Items from a data source:
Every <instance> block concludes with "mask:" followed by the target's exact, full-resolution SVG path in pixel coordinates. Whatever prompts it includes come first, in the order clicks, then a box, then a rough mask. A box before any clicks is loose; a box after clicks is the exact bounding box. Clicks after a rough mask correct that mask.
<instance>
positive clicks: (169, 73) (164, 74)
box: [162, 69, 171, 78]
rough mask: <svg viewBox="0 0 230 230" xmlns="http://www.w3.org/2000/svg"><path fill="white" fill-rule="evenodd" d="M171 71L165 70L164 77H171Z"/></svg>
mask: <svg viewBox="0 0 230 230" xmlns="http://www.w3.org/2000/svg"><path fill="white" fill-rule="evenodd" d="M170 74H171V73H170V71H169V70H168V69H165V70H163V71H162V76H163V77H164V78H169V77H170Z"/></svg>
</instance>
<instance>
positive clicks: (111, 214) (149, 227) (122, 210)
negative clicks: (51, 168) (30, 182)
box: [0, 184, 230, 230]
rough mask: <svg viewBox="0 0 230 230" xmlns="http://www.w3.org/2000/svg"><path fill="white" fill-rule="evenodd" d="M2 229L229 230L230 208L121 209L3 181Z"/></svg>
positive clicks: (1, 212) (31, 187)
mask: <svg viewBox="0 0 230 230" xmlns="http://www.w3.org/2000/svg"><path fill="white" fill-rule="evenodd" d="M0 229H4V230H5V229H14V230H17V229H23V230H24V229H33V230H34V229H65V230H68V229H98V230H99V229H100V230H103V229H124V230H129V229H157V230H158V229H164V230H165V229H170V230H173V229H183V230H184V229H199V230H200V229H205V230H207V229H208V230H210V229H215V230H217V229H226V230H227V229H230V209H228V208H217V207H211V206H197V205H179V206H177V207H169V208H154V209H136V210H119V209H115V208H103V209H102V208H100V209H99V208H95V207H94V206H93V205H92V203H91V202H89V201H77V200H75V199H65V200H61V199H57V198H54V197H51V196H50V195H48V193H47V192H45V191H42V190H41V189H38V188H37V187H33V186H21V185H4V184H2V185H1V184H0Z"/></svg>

== Task to complete ==
Write out each of the records above word for word, with nothing left out or changed.

== Your solution ==
Every <instance> block concludes with "mask:" followed by the target's exact, full-resolution SVG path in pixel coordinates. Whatever prompts it includes come first, in the order clicks, then a box, then a rough mask. A box before any clicks is loose; a box after clicks is the exact bounding box. Clicks after a rough mask correct that mask.
<instance>
positive clicks: (169, 73) (164, 74)
box: [162, 69, 171, 78]
rough mask: <svg viewBox="0 0 230 230" xmlns="http://www.w3.org/2000/svg"><path fill="white" fill-rule="evenodd" d="M171 71L165 70L164 77H171Z"/></svg>
mask: <svg viewBox="0 0 230 230" xmlns="http://www.w3.org/2000/svg"><path fill="white" fill-rule="evenodd" d="M170 74H171V73H170V71H169V70H168V69H165V70H163V71H162V76H163V77H164V78H169V77H170Z"/></svg>
</instance>
<instance>
positive clicks: (111, 214) (149, 227) (122, 210)
negative clicks: (51, 168) (30, 182)
box: [0, 184, 230, 230]
rough mask: <svg viewBox="0 0 230 230" xmlns="http://www.w3.org/2000/svg"><path fill="white" fill-rule="evenodd" d="M2 229L229 230L230 208L121 209L3 181Z"/></svg>
positive clicks: (1, 212) (31, 187)
mask: <svg viewBox="0 0 230 230" xmlns="http://www.w3.org/2000/svg"><path fill="white" fill-rule="evenodd" d="M0 229H4V230H5V229H14V230H17V229H23V230H24V229H33V230H34V229H65V230H68V229H98V230H99V229H100V230H103V229H124V230H129V229H157V230H158V229H164V230H165V229H170V230H173V229H183V230H184V229H199V230H200V229H205V230H207V229H208V230H210V229H215V230H217V229H226V230H227V229H230V209H228V208H217V207H211V206H197V205H179V206H177V207H169V208H154V209H136V210H119V209H115V208H103V209H102V208H100V209H99V208H95V207H94V206H93V205H92V203H91V202H89V201H77V200H75V199H65V200H61V199H57V198H54V197H51V196H50V195H48V193H47V192H45V191H42V190H41V189H38V188H37V187H33V186H21V185H4V184H2V185H1V184H0Z"/></svg>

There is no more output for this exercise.